▸ Exercise: Repeat the data verbatim.

Records from a data collection:
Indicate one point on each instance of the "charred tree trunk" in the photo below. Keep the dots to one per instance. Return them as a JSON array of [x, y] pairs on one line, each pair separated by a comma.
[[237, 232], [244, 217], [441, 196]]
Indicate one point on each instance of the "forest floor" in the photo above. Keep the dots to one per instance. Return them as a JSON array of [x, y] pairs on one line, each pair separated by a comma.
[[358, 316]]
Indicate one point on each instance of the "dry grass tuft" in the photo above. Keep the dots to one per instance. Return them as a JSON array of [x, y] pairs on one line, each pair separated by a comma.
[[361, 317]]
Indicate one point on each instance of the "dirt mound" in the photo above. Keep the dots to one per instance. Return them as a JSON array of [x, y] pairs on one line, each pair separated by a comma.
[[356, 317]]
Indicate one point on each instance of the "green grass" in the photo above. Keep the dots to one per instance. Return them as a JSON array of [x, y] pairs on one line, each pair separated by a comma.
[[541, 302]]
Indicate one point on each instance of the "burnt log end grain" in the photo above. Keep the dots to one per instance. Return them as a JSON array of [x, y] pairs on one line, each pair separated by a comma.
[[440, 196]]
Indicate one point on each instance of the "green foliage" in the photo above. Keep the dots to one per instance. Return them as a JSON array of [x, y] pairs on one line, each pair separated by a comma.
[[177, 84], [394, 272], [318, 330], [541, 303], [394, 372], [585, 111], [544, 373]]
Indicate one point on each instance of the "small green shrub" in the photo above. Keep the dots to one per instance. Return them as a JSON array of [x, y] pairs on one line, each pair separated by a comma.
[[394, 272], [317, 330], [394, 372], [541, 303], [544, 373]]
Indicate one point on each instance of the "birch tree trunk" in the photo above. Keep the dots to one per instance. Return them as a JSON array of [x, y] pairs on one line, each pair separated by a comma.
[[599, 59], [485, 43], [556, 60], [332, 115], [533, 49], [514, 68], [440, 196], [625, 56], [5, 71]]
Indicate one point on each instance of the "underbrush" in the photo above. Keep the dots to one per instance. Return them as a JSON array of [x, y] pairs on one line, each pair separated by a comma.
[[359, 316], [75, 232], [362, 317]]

▸ Result for this exercise:
Indicate one point on each instance of the "charred tree trunk" in the photo below. Keep the dots to one per instance. Return them as a JSON array of [x, y] pairs on one line, each pair separated by a comma.
[[237, 232], [244, 217], [441, 196]]
Indicate one point on each instance of the "forest floor" in the photo above. Keep the dots to one per instance. Return them as a JSON array of [x, y] pairs on one line, each pair separated by a comma.
[[358, 316]]
Indicate one point on each instance of the "dry grass tuft" in the photo above. Keep the dots to one per instance. Return them as a JSON array of [x, y] pairs on one line, each pair separated by a comma.
[[361, 317]]
Indicate one point on each instance of the "dirt mound" in the photo above. Keep the dots to one per instance. Return them as a JSON array of [x, y] pairs on one line, each pair separated by a comma.
[[356, 317]]
Indicate one point on each instance of the "green grass" in the photo above. Keep the dots to one per instance. Return them as a JSON array of [x, y] pairs on one line, each pair separated by a comma.
[[541, 302]]
Indicate one point on each instance of the "burnt log end grain" in the photo above. Keep the dots to one per instance. Return them as a JSON array of [x, y] pairs on one line, each pair separated by a comma.
[[440, 196]]
Indicate one point on each instance of the "green foliage" in the photo above. Keep the dots to one per instance. Return them as a JSON array of [x, y] pairs on one line, each pair separated by a comma.
[[177, 84], [394, 272], [318, 330], [541, 303], [394, 372], [585, 111], [544, 373]]
Indicate one point on each instance of the "small green shrub" in the photo above. Keep the dots to one per instance. Return them as a JSON array of [x, y] pairs on one line, each pair separated by a comma.
[[394, 272], [317, 330], [394, 372], [541, 303], [544, 373]]
Indicate one point on each instance of the "birch tree trunk" in the photo above. Keep the dots to one per instance. Return them as a JSON array of [x, y] pairs on one line, each pair separated by a comma.
[[599, 59], [485, 43], [556, 60], [332, 115], [533, 49], [514, 68], [440, 196], [625, 56], [5, 71]]
Indicate one point on each instance of the "underbrush" in the photo above. Keep the dots to one per instance. Return them as a JSON array of [x, y] pairs on one line, each pair separated by a comma.
[[359, 316], [75, 232], [362, 317]]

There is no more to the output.